▶ _Records for this task_
▼
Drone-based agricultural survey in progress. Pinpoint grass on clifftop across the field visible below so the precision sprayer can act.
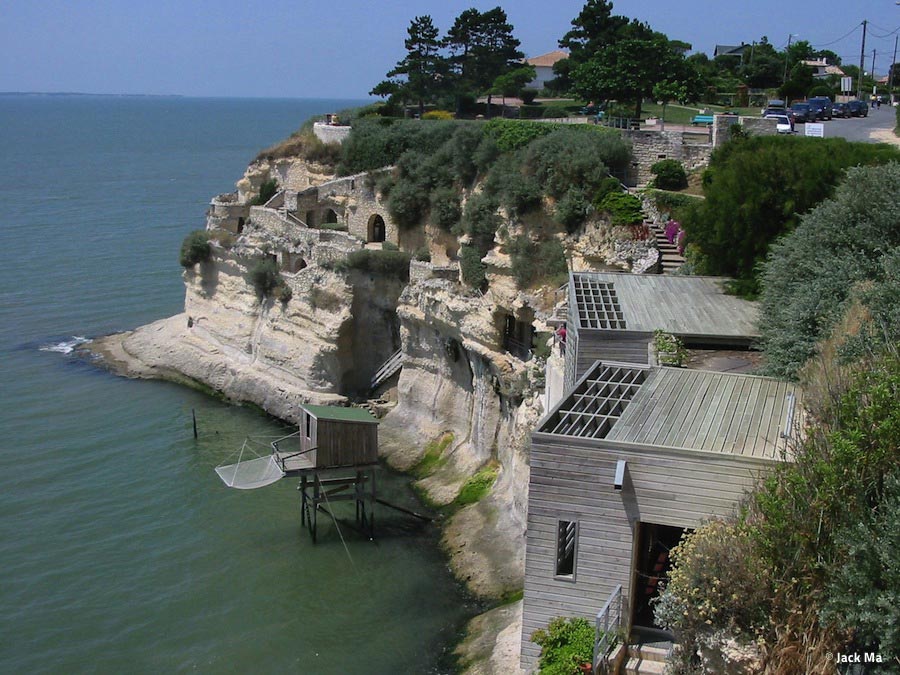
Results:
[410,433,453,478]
▲
▼
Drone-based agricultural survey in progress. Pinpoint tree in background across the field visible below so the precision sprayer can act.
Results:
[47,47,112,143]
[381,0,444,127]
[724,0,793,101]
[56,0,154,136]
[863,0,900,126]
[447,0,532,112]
▲
▶ _Task details_
Can you copy out the rows from the line with "Drone-based agricultural survey in progress. Pinpoint tree" up to and including the line with "[447,0,532,112]", keeping every character unchanged?

▶ _Exercise answer_
Drone-based agricultural survey in progress. Pinpoint tree in background across the field visible below so the precision sprayer can act.
Results:
[47,47,112,143]
[381,0,444,127]
[724,0,793,101]
[56,0,154,136]
[863,0,900,126]
[447,0,532,112]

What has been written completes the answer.